However, half of an entire generation of boys and girls grew up without a constant presence of a father. Consequently, half of an entire generation of girls are adults and don’t necessarily have a good, solid base for relating to men. And half of a generation of boys have no solid model for manhood and perceive women as those who eliminated the fathers from their lives. Couple that with all of the childhood trauma that comes with a divorce and the emotional baggage that can be carried around, and you basically have half of a generation that has very skewed thinking and philosophies about relationships in general and marriage in particular.

This generation is the one producing television, advertising, movies, magazine articles, websites, blogs. Regardless of what we like to think about our ability to think for ourselves, outside influences, well, influence. If you have 13-year-old-girls getting bombarded with a message in some Disney tweenie show about parents and marriage or men and dads, it’s going to influence how they approach their relationships now, and that’s going to influence their relationships in the future. If you have 16-year-old girls reading magazine articles on the lack of importance of marriage, the ball and chain freedom removing aspects of marriage, how it’s best to wait for marriage, and how marriage just doesn’t matter anymore, it’s going to affect how they think of their future, dream of their future, or treat their current relationships.

=== Tasks and exercises ===
1. In the passage on divorce and its influence on a generation, what kinds of media is this generation described as producing?
2. Continue the passage on divorce and its influence on a generation from its final sentence.
The entries that follow have no connection to the passage on divorce and its influence on a generation.

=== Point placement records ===
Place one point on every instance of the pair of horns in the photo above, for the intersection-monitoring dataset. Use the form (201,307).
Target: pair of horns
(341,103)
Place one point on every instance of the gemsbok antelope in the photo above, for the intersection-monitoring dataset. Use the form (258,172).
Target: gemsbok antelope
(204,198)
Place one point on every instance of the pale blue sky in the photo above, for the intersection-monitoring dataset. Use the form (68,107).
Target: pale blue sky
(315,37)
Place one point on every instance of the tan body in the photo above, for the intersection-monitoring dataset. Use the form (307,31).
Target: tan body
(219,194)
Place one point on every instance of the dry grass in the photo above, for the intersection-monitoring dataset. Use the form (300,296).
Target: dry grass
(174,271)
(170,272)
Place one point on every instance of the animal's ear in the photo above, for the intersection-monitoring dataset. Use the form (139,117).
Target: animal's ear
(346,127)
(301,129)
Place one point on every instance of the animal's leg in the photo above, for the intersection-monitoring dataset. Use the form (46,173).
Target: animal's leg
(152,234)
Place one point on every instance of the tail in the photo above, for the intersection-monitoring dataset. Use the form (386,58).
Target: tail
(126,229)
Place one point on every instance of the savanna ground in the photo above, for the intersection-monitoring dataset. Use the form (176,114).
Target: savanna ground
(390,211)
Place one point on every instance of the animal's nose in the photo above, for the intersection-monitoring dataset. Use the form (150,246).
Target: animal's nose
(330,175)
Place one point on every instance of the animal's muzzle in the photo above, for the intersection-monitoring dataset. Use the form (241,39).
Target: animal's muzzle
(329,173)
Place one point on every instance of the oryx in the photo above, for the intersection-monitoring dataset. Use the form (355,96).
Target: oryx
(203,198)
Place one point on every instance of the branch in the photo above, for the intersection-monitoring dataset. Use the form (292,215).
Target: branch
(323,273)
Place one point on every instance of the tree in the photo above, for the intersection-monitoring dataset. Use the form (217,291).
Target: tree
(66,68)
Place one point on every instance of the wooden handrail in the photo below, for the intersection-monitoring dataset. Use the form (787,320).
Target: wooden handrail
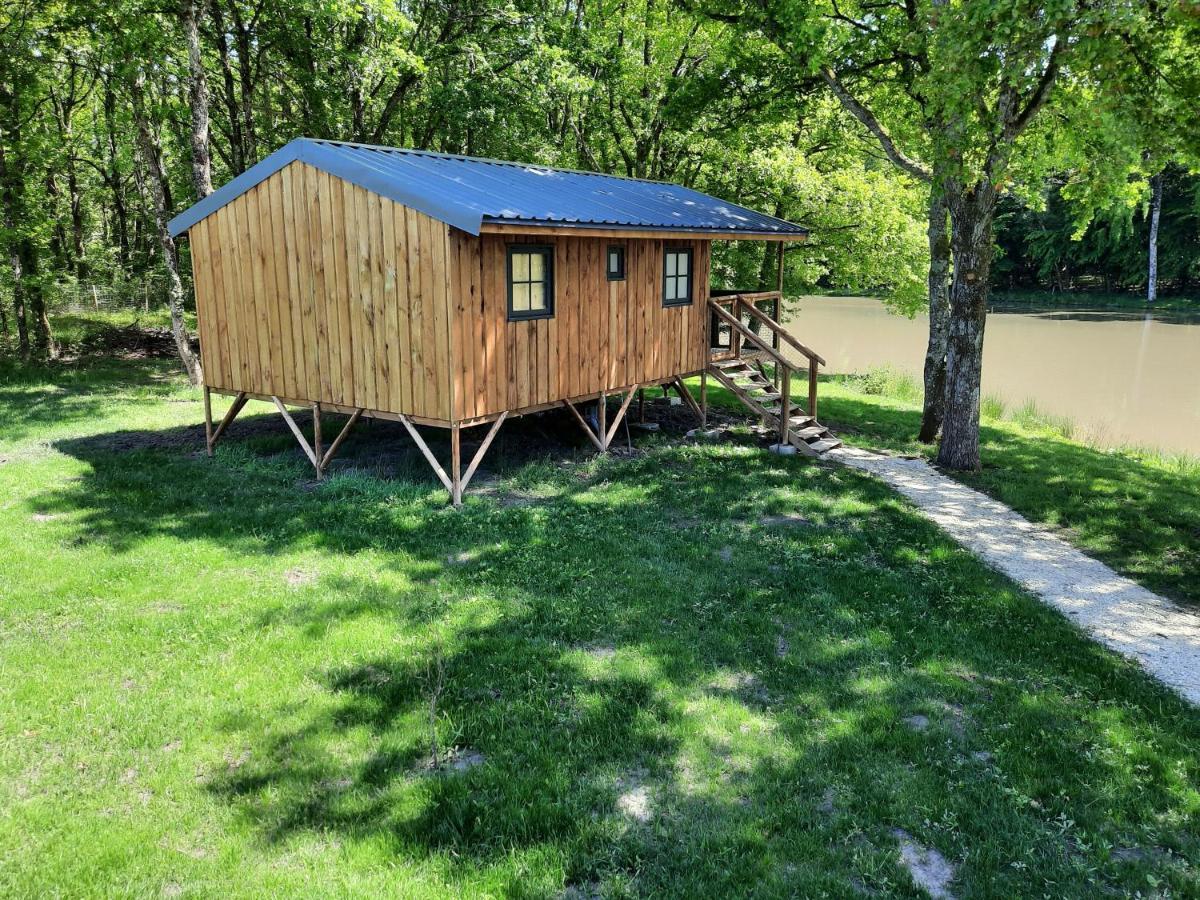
(735,323)
(781,331)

=== Response list ===
1. Television, advertising, movies, magazine articles, websites, and blogs.

2.
There’s no easy answer. And, I’m not going to pretend to stand on some lofty perch and look down my nose on anyone’s marriage, divorce, lack of marriage, or relationship.

I guess that’s why I’ve had such a hard time coming up with what to say about this “Conversation”. Here is a little bit about me, in the raw.

I met my first husband at a party. He was 20 and was a soldier in the Army. I was 17. I shouldn’t have been where I was, doing what I was doing. He waited until I was 18 before he asked me out, so that I’d be “legal”. We “hooked up” (see the April 16th’s chapter 15 – Hooking Up, Shacking Up, & Other Marriage Busters) before we ever went on a first date. We were married when I was 20 – after living together for a year. In the horse and carriage ride from the church to the reception hall, he confessed that after a night of partying, he’d snorted a line of cocaine right before the wedding. He’d joined the Army to remove himself from the drug culture of his hometown, and within a year of moving back there, he was doing cocaine on the eve of his wedding. Things kind of went downhill from there. It took more than 9 years before I divorced him, and our daughter was 4 when I finally left him. It was another 5 years before he got sober, and he’s been clean and sober now for 4 years.

I put my daughter into daycare on the day she turned 4 weeks old. I worked full time until she turned 9.

My daughter has spent the last three years living in another state from her father. I allowed her to live with him during the last semester of 7th grade, so that their relationship would have a chance to solidify. He has since moved even farther away, and she hasn’t seen him since August, though she talks to him on the phone several times a day.

My husband, her step-father, has been away from home almost consistently her entire relationship with him.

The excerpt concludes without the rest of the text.